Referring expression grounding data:
__________________________________________________

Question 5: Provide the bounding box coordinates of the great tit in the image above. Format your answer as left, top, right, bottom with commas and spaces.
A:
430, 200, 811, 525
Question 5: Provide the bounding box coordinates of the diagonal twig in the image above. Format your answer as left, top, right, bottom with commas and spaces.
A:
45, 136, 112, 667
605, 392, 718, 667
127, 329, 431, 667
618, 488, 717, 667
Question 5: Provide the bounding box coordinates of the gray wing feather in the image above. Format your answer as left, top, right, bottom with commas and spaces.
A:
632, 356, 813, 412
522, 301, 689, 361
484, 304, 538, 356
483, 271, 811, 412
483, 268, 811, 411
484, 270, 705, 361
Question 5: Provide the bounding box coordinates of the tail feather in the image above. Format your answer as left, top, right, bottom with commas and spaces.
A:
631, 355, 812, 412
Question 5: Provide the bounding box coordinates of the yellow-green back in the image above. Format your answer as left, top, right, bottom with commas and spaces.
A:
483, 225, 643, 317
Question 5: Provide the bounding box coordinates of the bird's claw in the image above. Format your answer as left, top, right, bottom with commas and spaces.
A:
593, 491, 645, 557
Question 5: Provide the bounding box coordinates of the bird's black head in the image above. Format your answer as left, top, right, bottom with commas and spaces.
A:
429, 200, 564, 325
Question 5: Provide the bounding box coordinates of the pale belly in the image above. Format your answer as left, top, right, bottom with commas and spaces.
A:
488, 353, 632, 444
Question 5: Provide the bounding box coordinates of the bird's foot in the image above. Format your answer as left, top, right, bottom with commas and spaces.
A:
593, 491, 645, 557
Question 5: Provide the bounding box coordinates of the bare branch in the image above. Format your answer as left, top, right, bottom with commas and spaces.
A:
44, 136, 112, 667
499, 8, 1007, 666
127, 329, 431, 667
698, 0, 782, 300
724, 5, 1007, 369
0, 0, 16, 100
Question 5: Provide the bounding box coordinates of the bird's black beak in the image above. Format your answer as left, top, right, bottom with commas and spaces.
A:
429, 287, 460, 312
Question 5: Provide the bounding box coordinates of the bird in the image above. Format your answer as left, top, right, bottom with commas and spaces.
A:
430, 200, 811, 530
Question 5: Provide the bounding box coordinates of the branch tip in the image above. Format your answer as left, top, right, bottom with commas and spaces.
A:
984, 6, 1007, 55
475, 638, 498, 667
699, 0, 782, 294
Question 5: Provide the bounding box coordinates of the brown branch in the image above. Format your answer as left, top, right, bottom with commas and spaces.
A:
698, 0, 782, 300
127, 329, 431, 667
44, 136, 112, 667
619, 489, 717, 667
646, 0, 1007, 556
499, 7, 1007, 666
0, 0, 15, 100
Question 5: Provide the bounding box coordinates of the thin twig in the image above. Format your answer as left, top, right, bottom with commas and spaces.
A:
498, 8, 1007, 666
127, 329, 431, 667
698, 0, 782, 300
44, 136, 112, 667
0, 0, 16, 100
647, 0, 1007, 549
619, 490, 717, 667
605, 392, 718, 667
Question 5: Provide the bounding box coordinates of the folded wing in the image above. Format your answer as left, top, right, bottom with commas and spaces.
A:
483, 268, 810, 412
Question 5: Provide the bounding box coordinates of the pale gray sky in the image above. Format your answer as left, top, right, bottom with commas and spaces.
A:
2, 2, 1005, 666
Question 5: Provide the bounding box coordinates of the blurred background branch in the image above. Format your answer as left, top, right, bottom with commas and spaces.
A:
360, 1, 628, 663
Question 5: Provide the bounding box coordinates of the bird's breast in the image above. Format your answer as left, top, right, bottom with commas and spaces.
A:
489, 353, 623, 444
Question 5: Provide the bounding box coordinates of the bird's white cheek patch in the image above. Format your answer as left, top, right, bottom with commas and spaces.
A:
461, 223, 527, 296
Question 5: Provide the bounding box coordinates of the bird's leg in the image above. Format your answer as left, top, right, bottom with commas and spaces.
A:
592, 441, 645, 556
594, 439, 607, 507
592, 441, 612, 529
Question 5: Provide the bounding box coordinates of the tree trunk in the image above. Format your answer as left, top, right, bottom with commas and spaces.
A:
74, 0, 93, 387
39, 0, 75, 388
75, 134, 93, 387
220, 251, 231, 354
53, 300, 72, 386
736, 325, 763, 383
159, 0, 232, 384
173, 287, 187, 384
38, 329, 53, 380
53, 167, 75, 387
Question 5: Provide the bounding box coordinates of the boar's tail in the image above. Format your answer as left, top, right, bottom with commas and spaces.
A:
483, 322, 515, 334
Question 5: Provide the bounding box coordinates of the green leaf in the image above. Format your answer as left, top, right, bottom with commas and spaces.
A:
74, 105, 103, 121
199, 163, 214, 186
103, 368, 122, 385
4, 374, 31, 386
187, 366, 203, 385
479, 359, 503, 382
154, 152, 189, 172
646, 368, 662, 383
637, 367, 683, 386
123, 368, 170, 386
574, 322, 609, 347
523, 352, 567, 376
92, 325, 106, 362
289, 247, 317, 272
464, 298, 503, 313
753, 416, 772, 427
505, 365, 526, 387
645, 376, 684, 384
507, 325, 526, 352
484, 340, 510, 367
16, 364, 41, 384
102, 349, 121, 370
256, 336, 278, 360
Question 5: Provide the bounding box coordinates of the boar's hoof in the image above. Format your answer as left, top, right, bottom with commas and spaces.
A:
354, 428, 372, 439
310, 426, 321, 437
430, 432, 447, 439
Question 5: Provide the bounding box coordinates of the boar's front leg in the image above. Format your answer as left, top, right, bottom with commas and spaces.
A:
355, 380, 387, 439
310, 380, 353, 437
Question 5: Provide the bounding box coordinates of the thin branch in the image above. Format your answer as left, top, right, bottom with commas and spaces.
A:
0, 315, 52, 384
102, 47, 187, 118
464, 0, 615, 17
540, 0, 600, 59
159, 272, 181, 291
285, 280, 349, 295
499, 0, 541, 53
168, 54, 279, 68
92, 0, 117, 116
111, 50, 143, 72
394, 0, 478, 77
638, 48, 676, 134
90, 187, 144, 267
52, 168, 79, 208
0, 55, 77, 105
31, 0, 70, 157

__________________________________________________

▶ [Work task]
Retype exactly the lines of the data above that fall between the line with "the bird's foot" and the line with "Question 5: Provide the bounding box coordinates of the bare", inclusive, and add nothing.

▶ [Answer box]
Question 5: Provide the bounding box coordinates of the bird's foot in the image above. Format your answer as left, top, right, bottom with commas and spaces.
A:
593, 491, 645, 557
Question 5: Provide the bounding box coordinates of the bare branch in the image above. Format your answer as left, top, right, bottom with commas and spaces.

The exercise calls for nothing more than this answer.